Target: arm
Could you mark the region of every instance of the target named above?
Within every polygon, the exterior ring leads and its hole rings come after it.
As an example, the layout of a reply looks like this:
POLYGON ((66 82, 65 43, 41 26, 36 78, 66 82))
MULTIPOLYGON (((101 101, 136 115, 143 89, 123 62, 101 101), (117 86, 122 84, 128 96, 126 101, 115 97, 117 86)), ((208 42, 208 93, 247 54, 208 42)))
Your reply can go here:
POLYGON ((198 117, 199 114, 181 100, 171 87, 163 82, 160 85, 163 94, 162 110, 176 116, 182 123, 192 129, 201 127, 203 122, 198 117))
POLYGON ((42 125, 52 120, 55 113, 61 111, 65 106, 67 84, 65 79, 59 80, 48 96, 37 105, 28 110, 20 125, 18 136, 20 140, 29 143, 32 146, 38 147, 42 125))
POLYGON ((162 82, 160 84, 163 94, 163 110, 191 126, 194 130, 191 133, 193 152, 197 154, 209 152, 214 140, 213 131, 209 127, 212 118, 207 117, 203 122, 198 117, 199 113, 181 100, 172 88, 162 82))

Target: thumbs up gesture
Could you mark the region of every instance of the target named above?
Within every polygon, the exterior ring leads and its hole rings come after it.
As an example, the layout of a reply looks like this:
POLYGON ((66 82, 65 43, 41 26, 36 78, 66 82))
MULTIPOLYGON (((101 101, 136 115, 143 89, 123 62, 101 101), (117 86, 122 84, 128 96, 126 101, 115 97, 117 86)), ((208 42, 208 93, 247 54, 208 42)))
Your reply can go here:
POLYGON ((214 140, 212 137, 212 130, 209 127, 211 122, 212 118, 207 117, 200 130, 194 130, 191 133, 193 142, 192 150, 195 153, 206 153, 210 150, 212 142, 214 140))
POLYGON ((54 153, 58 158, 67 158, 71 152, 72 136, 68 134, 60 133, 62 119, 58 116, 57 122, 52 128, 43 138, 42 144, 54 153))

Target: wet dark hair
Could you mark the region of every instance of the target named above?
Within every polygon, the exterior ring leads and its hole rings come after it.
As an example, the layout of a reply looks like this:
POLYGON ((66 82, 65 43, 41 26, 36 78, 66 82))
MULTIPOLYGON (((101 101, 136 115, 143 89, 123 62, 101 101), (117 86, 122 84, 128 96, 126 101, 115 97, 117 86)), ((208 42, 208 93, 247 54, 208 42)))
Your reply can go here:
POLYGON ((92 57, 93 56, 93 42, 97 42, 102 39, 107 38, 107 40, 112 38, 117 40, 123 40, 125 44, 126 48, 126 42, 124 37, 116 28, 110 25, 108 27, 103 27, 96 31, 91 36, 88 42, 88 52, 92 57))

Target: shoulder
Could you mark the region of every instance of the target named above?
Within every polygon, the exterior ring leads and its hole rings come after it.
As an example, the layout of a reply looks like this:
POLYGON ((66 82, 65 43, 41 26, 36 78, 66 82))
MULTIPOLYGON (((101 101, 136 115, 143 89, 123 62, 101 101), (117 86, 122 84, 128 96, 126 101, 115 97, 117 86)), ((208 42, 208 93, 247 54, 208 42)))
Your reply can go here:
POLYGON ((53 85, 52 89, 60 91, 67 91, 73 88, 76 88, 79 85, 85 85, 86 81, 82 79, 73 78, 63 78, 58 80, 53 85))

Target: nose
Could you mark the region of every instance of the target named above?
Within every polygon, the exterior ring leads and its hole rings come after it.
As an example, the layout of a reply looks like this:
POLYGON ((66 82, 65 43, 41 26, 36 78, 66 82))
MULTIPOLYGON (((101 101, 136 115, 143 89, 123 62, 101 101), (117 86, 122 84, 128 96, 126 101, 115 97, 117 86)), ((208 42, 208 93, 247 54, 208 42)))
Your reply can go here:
═══
**YOUR OBJECTIVE**
Starting at the line that contains "Target: shoulder" and ending at the last line of the records, reproduce only those lines, requests included, scaling every coordinate in the answers by 1.65 and rounding each result to a whole number, with halves rounded up. Leave the numbers in the requests and their format samples unchanged.

**SOLVED EXERCISE**
Target: shoulder
Could you mark the region of every instance of the target named above?
Within every polygon, the exterior ring leads and its hole rings come after it.
As an example, the layout of a reply looks like this:
POLYGON ((66 82, 65 43, 41 26, 36 78, 66 82))
MULTIPOLYGON (((101 101, 136 115, 143 89, 123 62, 101 101), (117 86, 122 84, 128 96, 126 101, 115 97, 117 86)), ((208 42, 208 93, 247 54, 208 42)))
Your reply can go here:
POLYGON ((87 140, 86 147, 99 150, 111 150, 120 145, 125 145, 130 140, 140 140, 142 134, 135 130, 120 129, 104 129, 96 132, 87 140))

Target: nose
Could you mark the region of every instance of the target named above?
Within every polygon, the exterior ring leads and its hole rings come after it.
As an example, the layout of a reply looks like this:
POLYGON ((66 82, 65 43, 41 26, 36 78, 66 82))
MULTIPOLYGON (((101 101, 136 115, 143 89, 123 62, 101 101), (117 86, 122 84, 128 96, 126 101, 115 97, 117 86)), ((208 42, 208 93, 247 54, 208 42)))
Your reply can go here:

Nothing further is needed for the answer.